Write out the entries, please, from the line containing "Target: dormer window" through their final line, exactly and with nothing else.

-- start --

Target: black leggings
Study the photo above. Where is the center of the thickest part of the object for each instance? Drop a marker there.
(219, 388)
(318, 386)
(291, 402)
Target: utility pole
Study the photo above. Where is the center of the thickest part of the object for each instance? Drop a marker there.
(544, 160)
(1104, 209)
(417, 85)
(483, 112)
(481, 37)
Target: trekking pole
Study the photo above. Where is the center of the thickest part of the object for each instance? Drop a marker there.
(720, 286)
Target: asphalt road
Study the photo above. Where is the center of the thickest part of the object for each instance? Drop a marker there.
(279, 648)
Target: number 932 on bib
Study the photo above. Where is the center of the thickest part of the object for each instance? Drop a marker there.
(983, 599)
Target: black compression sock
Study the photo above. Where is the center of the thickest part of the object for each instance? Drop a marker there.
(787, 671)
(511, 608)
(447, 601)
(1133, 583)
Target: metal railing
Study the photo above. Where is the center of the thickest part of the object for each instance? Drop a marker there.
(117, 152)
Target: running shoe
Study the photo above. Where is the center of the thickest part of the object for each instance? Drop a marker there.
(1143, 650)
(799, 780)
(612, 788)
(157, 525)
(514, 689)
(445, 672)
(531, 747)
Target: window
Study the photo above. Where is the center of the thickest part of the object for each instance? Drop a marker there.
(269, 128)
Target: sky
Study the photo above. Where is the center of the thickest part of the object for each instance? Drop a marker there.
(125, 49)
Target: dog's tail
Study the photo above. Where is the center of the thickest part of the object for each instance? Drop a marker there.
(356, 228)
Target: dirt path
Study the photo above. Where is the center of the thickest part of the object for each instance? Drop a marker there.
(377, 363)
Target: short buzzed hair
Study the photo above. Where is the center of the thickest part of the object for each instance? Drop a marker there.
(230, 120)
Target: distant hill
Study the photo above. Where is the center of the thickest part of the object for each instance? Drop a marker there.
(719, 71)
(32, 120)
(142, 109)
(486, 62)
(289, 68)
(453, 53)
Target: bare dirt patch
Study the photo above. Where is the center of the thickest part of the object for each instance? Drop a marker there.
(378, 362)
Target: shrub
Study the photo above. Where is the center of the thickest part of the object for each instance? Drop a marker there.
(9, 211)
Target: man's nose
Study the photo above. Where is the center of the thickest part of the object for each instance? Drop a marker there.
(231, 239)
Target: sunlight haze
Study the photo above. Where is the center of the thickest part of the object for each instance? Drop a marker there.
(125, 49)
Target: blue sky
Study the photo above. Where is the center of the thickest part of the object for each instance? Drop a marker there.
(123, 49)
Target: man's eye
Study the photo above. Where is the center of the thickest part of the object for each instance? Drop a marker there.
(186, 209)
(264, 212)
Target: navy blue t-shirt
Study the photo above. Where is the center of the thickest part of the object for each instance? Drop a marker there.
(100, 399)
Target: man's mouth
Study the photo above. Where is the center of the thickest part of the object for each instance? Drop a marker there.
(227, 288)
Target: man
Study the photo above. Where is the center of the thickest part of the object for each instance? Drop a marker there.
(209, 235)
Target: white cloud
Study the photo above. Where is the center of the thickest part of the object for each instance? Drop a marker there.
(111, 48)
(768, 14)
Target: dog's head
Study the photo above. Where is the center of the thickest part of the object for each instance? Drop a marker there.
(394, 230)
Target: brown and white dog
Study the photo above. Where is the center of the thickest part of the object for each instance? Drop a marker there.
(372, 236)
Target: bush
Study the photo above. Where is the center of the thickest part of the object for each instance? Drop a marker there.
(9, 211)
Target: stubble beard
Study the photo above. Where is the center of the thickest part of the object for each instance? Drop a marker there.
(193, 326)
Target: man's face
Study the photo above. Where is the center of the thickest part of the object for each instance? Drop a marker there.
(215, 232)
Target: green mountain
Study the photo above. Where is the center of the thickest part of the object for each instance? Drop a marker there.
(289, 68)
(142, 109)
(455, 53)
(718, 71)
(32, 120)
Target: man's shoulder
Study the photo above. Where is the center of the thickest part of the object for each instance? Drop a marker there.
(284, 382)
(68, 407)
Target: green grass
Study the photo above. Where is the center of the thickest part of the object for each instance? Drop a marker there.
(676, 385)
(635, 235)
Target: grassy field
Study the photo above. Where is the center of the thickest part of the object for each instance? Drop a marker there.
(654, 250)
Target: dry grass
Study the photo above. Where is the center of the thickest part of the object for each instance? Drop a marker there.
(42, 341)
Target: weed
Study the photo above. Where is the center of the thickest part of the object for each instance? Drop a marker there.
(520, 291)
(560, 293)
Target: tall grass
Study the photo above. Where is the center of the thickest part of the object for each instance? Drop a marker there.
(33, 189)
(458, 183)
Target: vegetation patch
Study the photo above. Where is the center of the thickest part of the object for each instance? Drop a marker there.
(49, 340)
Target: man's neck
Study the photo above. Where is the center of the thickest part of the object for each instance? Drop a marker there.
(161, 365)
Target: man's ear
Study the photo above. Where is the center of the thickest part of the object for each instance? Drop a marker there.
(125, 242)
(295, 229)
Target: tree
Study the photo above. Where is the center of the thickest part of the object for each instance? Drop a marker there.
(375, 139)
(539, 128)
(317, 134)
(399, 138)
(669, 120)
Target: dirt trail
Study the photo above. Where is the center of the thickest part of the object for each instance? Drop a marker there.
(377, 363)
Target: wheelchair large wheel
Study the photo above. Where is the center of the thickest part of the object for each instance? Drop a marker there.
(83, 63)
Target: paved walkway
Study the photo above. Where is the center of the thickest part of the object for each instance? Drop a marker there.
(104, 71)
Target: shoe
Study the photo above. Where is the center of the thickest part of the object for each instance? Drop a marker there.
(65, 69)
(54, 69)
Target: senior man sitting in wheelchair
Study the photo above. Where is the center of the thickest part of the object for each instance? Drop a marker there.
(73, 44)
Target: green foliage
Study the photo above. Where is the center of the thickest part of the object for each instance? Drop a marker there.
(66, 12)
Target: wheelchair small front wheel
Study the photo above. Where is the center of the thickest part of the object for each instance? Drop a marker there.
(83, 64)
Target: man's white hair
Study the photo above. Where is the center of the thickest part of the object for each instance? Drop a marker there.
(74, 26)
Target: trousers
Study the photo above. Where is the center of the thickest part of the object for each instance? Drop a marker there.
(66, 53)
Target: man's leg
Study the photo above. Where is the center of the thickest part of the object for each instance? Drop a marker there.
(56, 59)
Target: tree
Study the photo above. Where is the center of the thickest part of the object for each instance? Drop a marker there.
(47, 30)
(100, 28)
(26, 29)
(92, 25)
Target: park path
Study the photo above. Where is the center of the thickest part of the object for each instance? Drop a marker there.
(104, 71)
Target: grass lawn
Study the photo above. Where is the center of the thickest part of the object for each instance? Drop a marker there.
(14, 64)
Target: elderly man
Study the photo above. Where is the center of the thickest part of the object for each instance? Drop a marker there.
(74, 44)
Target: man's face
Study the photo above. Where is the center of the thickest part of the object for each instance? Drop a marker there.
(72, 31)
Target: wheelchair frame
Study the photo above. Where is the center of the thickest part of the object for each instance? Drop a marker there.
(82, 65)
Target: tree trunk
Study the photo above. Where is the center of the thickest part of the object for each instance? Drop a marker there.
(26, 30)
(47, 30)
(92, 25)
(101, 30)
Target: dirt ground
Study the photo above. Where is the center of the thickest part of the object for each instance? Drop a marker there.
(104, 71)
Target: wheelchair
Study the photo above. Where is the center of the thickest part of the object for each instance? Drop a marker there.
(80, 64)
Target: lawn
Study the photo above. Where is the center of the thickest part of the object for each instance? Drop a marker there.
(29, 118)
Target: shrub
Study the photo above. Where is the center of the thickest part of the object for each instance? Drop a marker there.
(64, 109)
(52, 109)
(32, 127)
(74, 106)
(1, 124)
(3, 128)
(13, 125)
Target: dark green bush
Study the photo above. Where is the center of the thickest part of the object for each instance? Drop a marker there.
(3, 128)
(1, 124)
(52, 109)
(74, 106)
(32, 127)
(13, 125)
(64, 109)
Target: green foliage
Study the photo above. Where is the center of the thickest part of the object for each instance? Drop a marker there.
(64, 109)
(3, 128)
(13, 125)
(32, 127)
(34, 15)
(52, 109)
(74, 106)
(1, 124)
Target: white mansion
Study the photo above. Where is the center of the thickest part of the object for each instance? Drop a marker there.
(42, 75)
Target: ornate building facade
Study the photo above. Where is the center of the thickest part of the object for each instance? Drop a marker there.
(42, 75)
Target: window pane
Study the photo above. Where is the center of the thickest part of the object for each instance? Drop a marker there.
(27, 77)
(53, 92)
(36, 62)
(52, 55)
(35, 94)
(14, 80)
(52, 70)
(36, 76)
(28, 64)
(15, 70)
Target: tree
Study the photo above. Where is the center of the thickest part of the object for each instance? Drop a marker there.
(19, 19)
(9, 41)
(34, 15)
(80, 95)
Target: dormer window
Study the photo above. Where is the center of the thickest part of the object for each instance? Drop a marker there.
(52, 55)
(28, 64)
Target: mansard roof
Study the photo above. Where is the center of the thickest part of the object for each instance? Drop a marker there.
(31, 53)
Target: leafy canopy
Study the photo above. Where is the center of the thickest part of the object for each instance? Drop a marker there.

-- end --

◆ Solution for this problem:
Target: dormer window
Study the photo above. Where is the center of the thickest part of the object for each instance? Drop a marker there.
(52, 55)
(28, 64)
Target: mansard roof
Study the photo above. Where is the center of the thickest part of the object for each instance? Drop a marker there.
(31, 53)
Target: leafy canopy
Study the photo above. Where is the center of the thickest part of the object for each instance? Drop a marker there.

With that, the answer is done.